Given text:
=== Begin Enclosure ===

I’m sorry, Jim [Lehrer], I’m going to stop the subsidy to PBS. I’m going to stop other things. I like PBS, I love Big Bird. Actually like you, too. But I’m not going to — I’m not going to keep on spending money on things to borrow money from China to pay for.
The federal budget is primarily constructed of Medicare/Medicaid, Social Security, Department of Defense, other discretionary spending for the executive departments, and a few other things. Of the proposed $3.8 trillion in expenditures, the federal PBS subsidy is one-one hundredth of one percent of the budget. Within the PBS and NPR umbrella, each station is locally owned and operated, and each taxpayer contributes about $1.35 per day.
Since each station is locally owned and operated, stations in bigger cities don’t worry about losing the funding because they have the benefit of local donations and pledges which make up the lion’s share of their operating budgets. But rural stations, operating in areas that the big broadcasters have long since abandoned, rely on federal funding to stay alive, sometimes to the tune of 50-80% of their budgets. Without the federal subsidy, those stations will need to close. This will remove emergency alerts to those rural areas, excise the arts and education that public broadcasting provides, and, in the end, will cost us small-town American jobs. Yes, in the long-range plan to create jobs for the country, rural American jobs will suffer.
Additionally, one of the rallying points for the numerous attempts to remove the subsidy has been the salaries for CEOs at PBS and NPR. According to reports in early 2011, the PBS President earned $632,233, a former NPR President earned $1.2 million, and the Corporation for Public Broadcasting CEO earned $298,884 plus an additional $70,630 in compensation. But in comparison, the subsidy for oil, which is nearly one hundred times larger than the PBS subsidy, is consistently approved and leads to CEO salaries much larger than any of these numbers. Heaven forbid that we actually pay the people who operate a non-profit organization.
I personally know the value of public broadcasting. Growing up, I learned valuable life lessons from Mister Rogers, 3-2-1 Contact, Reading Rainbow, and Sesame Street. I learned the basics of music from The Music Machine, and I learned about geography from Carmen Sandiego. As I entered my teen and adult years, I skipped over the repetitive pop garbage on the commercial stations in lieu of the classical music and arts performances, and I found historical and modern world lessons in documentaries and BBC programs that I never would have known about otherwise. Even today, I get most of my news from podcasts produced by NPR, which I download every day to my iPod.
Finally, the dangers of privatizing networks designed for education are already clear. The Learning Channel was founded in 1972 by NASA and the Department of Health, Education, and Welfare as an informative network to provide education through television. It was privatized in the 1990s, and now relies on ratings to survive. Hence, we have Honey Boo Boo.
I believe that the assault on public broadcasting and Big Bird is a red herring, and it’s being used to distract us from the important issues of the Presidential campaign. Stripping out PBS funding is contrary to Governor Romney’s stated foci on education and improving employment in the country, and it makes me wonder about the bigger issue behind the decades of attempts to defund public broadcasting. We should be demanding answers to those questions and stop being placated by party lines and hollow promises.

=== End Enclosure ===

Instructions for the task: In the text on public broadcasting funding, how much of their budgets do some rural stations get from federal funding?

Source data:
=== Begin Enclosure ===

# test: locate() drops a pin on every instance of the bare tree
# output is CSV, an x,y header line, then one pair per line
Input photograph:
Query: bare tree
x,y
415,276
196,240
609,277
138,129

=== End Enclosure ===

Output of the task: Sometimes 50-80% of their budgets.